Please recast every line of the rows below as a Markdown table with two columns, "No." for the line number and "Line" for the line itself, skipping blank lines. Leave the pictures out of your answer.

[START Data for processing]

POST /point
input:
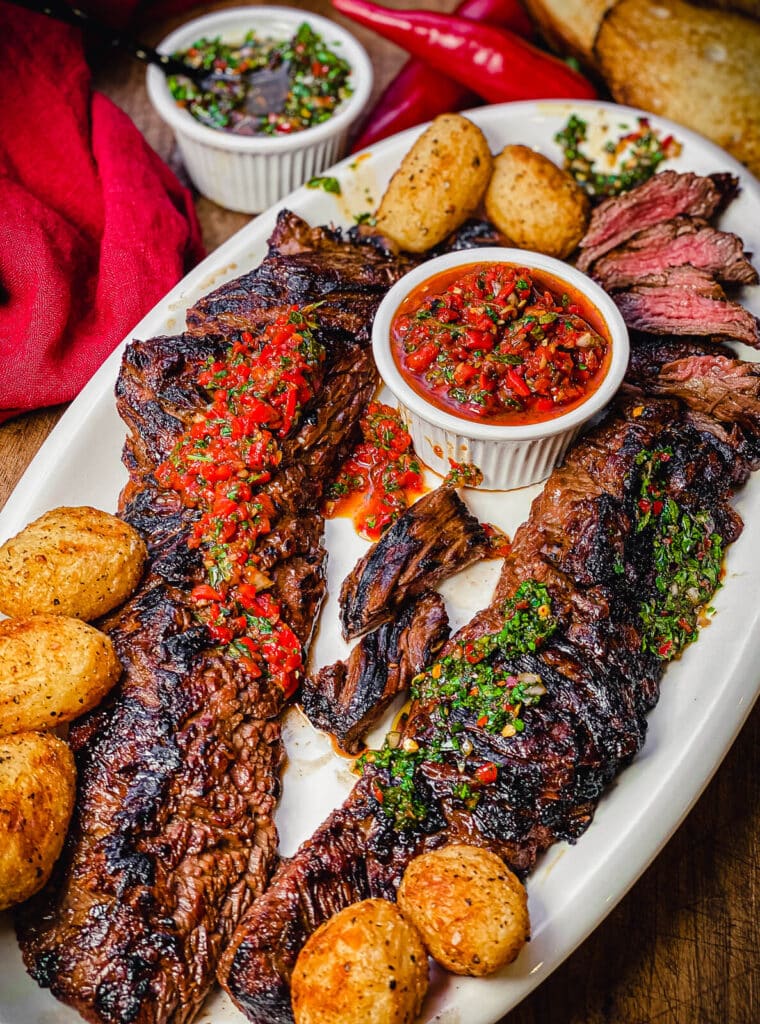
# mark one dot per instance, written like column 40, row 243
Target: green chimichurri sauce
column 687, row 554
column 264, row 86
column 640, row 152
column 471, row 687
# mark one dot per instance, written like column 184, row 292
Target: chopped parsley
column 641, row 151
column 470, row 687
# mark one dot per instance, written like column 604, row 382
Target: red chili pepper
column 487, row 773
column 497, row 64
column 418, row 93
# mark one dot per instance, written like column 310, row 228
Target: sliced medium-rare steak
column 681, row 242
column 178, row 771
column 685, row 301
column 433, row 539
column 347, row 698
column 707, row 377
column 581, row 589
column 664, row 197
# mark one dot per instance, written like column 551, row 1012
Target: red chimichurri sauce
column 220, row 467
column 380, row 478
column 500, row 344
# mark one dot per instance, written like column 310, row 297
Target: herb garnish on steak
column 621, row 550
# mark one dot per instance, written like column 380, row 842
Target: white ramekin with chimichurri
column 246, row 155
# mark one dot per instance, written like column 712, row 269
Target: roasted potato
column 701, row 68
column 52, row 669
column 535, row 203
column 37, row 783
column 71, row 561
column 470, row 909
column 366, row 964
column 438, row 184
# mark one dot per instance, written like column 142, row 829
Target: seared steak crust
column 581, row 542
column 347, row 698
column 433, row 539
column 178, row 772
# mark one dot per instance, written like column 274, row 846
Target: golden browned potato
column 438, row 185
column 701, row 68
column 37, row 783
column 71, row 561
column 366, row 964
column 535, row 203
column 52, row 669
column 470, row 909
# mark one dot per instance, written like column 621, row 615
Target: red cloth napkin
column 94, row 228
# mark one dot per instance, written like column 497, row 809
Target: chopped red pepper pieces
column 487, row 773
column 217, row 466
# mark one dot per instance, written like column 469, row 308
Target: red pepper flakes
column 229, row 451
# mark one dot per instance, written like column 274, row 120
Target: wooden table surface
column 683, row 946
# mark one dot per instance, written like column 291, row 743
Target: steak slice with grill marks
column 178, row 771
column 347, row 698
column 433, row 539
column 683, row 300
column 664, row 197
column 681, row 242
column 582, row 542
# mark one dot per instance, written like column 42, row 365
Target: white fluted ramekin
column 508, row 457
column 250, row 173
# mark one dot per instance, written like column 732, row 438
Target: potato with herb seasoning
column 535, row 203
column 52, row 669
column 470, row 909
column 71, row 561
column 37, row 784
column 438, row 184
column 365, row 964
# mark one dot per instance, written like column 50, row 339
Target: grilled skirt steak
column 178, row 772
column 585, row 543
column 347, row 698
column 434, row 539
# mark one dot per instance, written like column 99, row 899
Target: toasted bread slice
column 700, row 68
column 570, row 26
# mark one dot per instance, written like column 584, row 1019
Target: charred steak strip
column 305, row 265
column 589, row 544
column 664, row 197
column 681, row 242
column 685, row 301
column 433, row 539
column 173, row 832
column 347, row 698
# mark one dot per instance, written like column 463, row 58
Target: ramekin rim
column 428, row 413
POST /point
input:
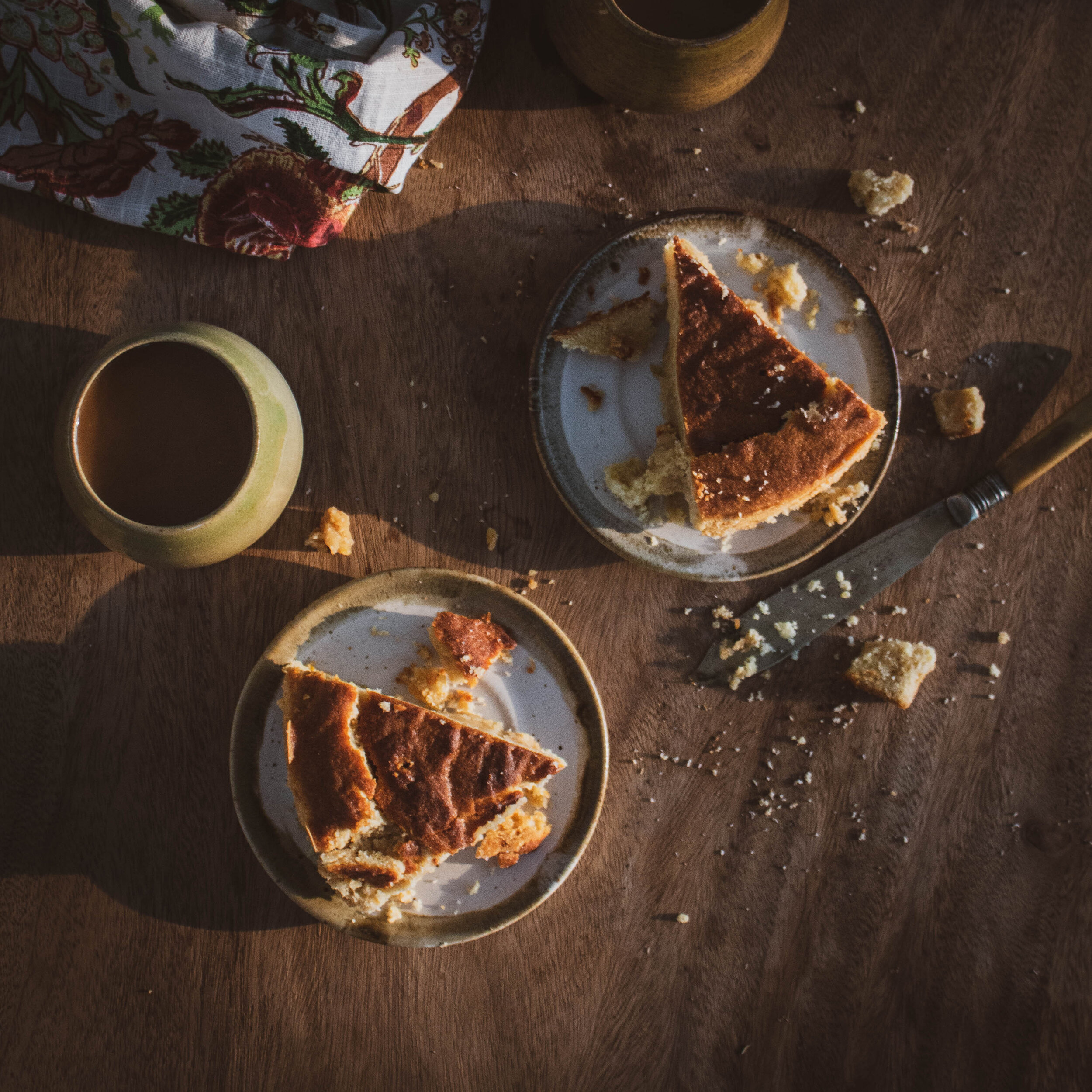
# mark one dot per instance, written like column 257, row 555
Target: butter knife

[END Data for processing]

_Solution to the exercise_
| No. | Line |
|---|---|
| 1 | POST /point |
| 2 | input: |
| 3 | # mark one dot per instance, written like column 40, row 243 |
| 4 | Target: green chimichurri sauce |
| 5 | column 687, row 554 |
| 6 | column 264, row 86 |
| 7 | column 640, row 152 |
| 8 | column 471, row 687 |
| 9 | # mark one dot per instance, written like column 184, row 292 |
| 10 | Target: chopped parsley |
| 11 | column 641, row 151 |
| 12 | column 470, row 687 |
| 13 | # mark one dot per instance, written like column 604, row 382 |
| 14 | Target: red chili pepper |
| 15 | column 487, row 773 |
| 16 | column 497, row 64 |
| 17 | column 418, row 93 |
| 18 | # mark one dot per instance, written like column 310, row 228 |
| 19 | Target: sliced medium-rare steak |
| 20 | column 681, row 242 |
| 21 | column 178, row 771 |
| 22 | column 685, row 301 |
| 23 | column 433, row 539 |
| 24 | column 347, row 698 |
| 25 | column 707, row 377 |
| 26 | column 581, row 589 |
| 27 | column 664, row 197 |
| 28 | # mark one dot per instance, written like column 551, row 1012 |
| 29 | Target: red chimichurri sauce |
| 30 | column 220, row 467 |
| 31 | column 380, row 478 |
| 32 | column 500, row 344 |
| 33 | # mark one dot per instance, written like column 310, row 297 |
| 34 | Target: herb garnish on steak |
| 35 | column 621, row 550 |
| 36 | # mark one dot per instance, written like column 380, row 842 |
| 37 | Target: white ramekin with chimichurri |
| 38 | column 246, row 155 |
| 39 | # mark one dot per instance, written like column 712, row 269 |
| 40 | Target: roasted potato |
| 41 | column 701, row 68 |
| 42 | column 52, row 669 |
| 43 | column 535, row 203 |
| 44 | column 37, row 783 |
| 45 | column 71, row 561 |
| 46 | column 470, row 909 |
| 47 | column 366, row 964 |
| 48 | column 438, row 184 |
| 49 | # mark one dot per instance, written like column 142, row 829 |
| 50 | Target: seared steak crust |
| 51 | column 581, row 542 |
| 52 | column 347, row 698 |
| 53 | column 433, row 539 |
| 54 | column 178, row 772 |
| 55 | # mark one dot per instance, written like column 274, row 846 |
| 56 | Target: golden browned potato |
| 57 | column 438, row 185 |
| 58 | column 701, row 68 |
| 59 | column 37, row 783 |
| 60 | column 71, row 561 |
| 61 | column 366, row 964 |
| 62 | column 535, row 203 |
| 63 | column 52, row 669 |
| 64 | column 470, row 909 |
| 65 | # mark one dot per instance, written like column 621, row 615 |
| 66 | Target: red cloth napkin |
| 67 | column 94, row 228 |
| 68 | # mark one dot per instance, written like column 497, row 809 |
| 69 | Target: chopped red pepper pieces |
| 70 | column 487, row 773 |
| 71 | column 217, row 466 |
| 72 | # mark one dot per instance, written like column 469, row 308 |
| 73 | Target: red pepper flakes |
| 74 | column 229, row 451 |
| 75 | # mark one dot per instance, written like column 274, row 120 |
| 76 | Target: wooden table surface |
| 77 | column 683, row 946 |
| 78 | # mark one dot per instance, written like column 291, row 743 |
| 79 | Target: steak slice with grill marks |
| 80 | column 178, row 771 |
| 81 | column 347, row 698 |
| 82 | column 433, row 539 |
| 83 | column 683, row 300 |
| 84 | column 664, row 197 |
| 85 | column 681, row 242 |
| 86 | column 582, row 542 |
| 87 | # mark one dot per instance, written like column 42, row 365 |
| 88 | Target: white fluted ramekin |
| 89 | column 508, row 457 |
| 90 | column 250, row 173 |
| 91 | # mark one dot per instance, written like column 732, row 438 |
| 92 | Target: potato with herb seasoning |
| 93 | column 535, row 203 |
| 94 | column 52, row 669 |
| 95 | column 470, row 909 |
| 96 | column 71, row 561 |
| 97 | column 37, row 784 |
| 98 | column 438, row 184 |
| 99 | column 365, row 964 |
| 100 | # mark one dot per instance, written like column 50, row 339 |
| 101 | Target: grilled skirt steak |
| 102 | column 178, row 772 |
| 103 | column 585, row 543 |
| 104 | column 347, row 698 |
| 105 | column 434, row 539 |
| 106 | # mark one dot per instance, written like column 99, row 899 |
| 107 | Target: toasted bread slice |
| 108 | column 700, row 68 |
| 109 | column 570, row 26 |
| 110 | # mark one dot per instance, written like column 584, row 1019 |
| 111 | Target: charred steak strip |
| 112 | column 305, row 265 |
| 113 | column 589, row 544 |
| 114 | column 664, row 197 |
| 115 | column 681, row 242 |
| 116 | column 685, row 301 |
| 117 | column 433, row 539 |
| 118 | column 173, row 832 |
| 119 | column 347, row 698 |
| 120 | # mark one dot per instance, written like column 463, row 58 |
| 121 | Target: ramekin rim |
| 122 | column 428, row 413 |
| 123 | POST /point |
| 124 | input: |
| 125 | # mark one dot per instance, written like column 257, row 555 |
| 126 | Target: butter knife |